Excerpt provided:

:::

## Astronomers Fix the Astronomical Unit 182

gbrumfiel writes

*"The Astronomical Unit (AU) is known to most as the distance between the Earth and the Sun. In fact, the official definition was a much more complex mathematical calculation involving angular measurements, hypothetical bodies, and the Sun's mass. That old definition created problems: due to general relativity, the length of the AU changed depending on an observer's position in the solar system. And the mass of the Sun changes over time, so the AU was changing as well. At the International Astronomical Union's latest meeting, astronomers unanimously voted on a new simplified definition: exactly 149,597,870,700 meters. Nobody need panic, the earth's distance from the sun remains just as it was, regardless of whether it's in AUs, meters, or smoots."*
## I'd have gone for 149,896,229,000m (Score:5, Interesting)

## Re:let's not waste significant digits! (Score:5, Interesting)

you'd think they could have rounded up to 150 gigameters.

if politicians can be SD-conservative, why can't astronomers? we all know that significance is precious and rare...

Interesting point.

If you are going to pic arbitrary number, why not pick an easy one?

I suspect there is a desire to keep all past references to AU meaningful within a small margin of error, so as to not have to translate any written works.

The difference between the new arbitrary number and the prior imprecise one is probably infinitesimally small for the scale of reference AUs are use for.

Rounding it up almost half a million kilometers (quarter million miles) maybe not so much.

I suspect that since it was imprecise in the first place, and used for almost nothing except astronomical reference, preserving existing references in the literature was more important than the ease of writing it down.

## Re:Distance remains the same? (Score:5, Interesting)

The center is actually the center of mass for the Earth-Sun. Actually, I believe it's the center of mass for the whole solar system, but if we treat it as a 2-body problem it's just the Earth-Sun. If only the Earth was affecting the Sun with it's gravity, the distance would be right twice a year (assuming the major or minor axis) or 4 times (if you use some other axis), since the Sun would be traveling in an ellipse identical to the Earth's but proportionately smaller, so it would be on the fall on the axis at the same time as the Earth would every single year.

:::

Information provided:
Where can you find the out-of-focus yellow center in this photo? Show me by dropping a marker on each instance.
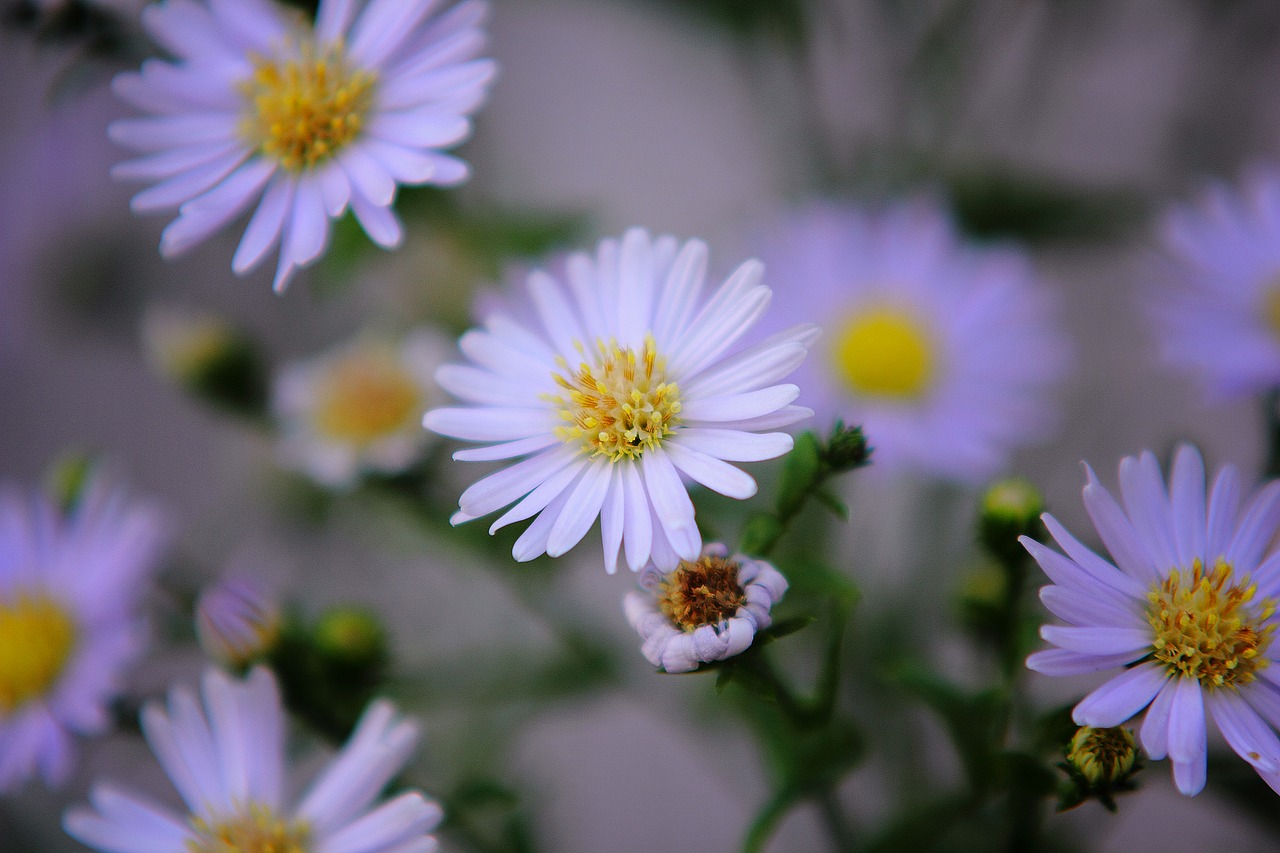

:::

To do:
**a)** Reproduce the part of the thread on the astronomical unit starting with "Rounding it up" and going on through "writing it down.".
**b)** In three sentences, summarize the thread on the astronomical unit.

Complete answers:
**a)**
Rounding it up almost half a million kilometers (quarter million miles) maybe not so much.

I suspect that since it was imprecise in the first place, and used for almost nothing except astronomical reference, preserving existing references in the literature was more important than the ease of writing it down.

**b)** The old official definition of the astronomical unit was a complex calculation that caused problems, since general relativity made its length depend on an observer's position and the Sun's changing mass made it change over time. At their latest meeting, astronomers of the International Astronomical Union unanimously voted to define it as exactly 149,597,870,700 meters, which leaves the Earth's distance from the Sun as it was. Commenters ask why the figure was not rounded to 150 gigameters, and one suggests the chosen number keeps past references to the unit meaningful within a small margin of error.